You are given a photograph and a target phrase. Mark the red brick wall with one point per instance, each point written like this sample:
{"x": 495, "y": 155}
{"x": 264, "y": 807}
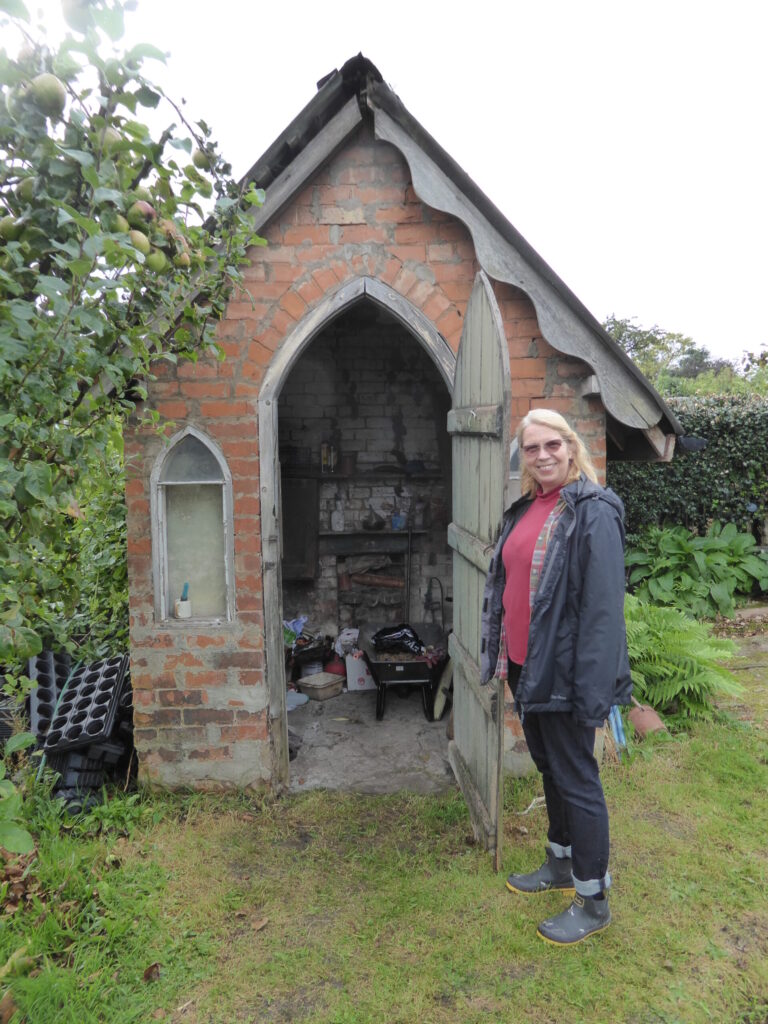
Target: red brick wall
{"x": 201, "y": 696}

= = = =

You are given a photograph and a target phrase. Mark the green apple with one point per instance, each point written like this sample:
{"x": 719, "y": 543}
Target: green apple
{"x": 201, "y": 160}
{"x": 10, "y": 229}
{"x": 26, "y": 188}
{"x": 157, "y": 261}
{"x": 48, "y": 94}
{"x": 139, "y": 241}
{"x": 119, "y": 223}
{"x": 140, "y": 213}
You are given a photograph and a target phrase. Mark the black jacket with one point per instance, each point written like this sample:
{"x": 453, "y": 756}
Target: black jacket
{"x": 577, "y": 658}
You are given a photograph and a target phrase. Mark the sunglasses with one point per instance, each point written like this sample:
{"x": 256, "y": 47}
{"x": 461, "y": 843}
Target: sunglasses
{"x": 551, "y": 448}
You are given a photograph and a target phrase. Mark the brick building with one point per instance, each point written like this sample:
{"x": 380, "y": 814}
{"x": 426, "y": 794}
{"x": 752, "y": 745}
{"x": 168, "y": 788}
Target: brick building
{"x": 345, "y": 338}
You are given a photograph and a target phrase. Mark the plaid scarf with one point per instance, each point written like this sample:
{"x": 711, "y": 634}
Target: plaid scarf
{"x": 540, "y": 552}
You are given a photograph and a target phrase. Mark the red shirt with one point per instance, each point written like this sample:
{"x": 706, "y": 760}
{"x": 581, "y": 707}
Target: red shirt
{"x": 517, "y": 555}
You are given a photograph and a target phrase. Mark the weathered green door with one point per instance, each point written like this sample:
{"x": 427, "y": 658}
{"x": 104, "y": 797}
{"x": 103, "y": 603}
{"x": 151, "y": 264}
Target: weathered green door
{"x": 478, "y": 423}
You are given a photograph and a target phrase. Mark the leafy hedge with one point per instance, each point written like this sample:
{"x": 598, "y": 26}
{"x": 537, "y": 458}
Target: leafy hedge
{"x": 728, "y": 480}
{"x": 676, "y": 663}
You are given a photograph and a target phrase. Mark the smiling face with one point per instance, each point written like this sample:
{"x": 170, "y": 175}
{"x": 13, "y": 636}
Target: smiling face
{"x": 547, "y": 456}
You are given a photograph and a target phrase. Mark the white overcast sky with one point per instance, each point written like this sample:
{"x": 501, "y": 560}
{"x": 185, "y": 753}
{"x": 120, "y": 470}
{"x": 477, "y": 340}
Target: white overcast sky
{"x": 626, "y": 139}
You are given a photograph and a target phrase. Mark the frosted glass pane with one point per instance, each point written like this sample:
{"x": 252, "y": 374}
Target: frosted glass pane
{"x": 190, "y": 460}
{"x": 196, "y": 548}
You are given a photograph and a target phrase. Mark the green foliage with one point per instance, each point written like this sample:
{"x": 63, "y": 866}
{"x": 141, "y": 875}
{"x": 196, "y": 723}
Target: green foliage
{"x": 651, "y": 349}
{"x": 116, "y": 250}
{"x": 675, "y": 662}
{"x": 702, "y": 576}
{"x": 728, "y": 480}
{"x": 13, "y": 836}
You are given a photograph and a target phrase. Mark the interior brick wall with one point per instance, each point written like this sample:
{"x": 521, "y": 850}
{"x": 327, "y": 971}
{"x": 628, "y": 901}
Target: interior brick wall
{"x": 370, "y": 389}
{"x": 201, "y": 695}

= = = =

- Task description:
Locate each line in the rows above that contains the string "pane" and copy those lines out in full.

- Solved problem:
You are given a photograph and a target phrase. Mark the frosted glass pane with one point per instance, each point written like this sample:
Target: frosted glass pane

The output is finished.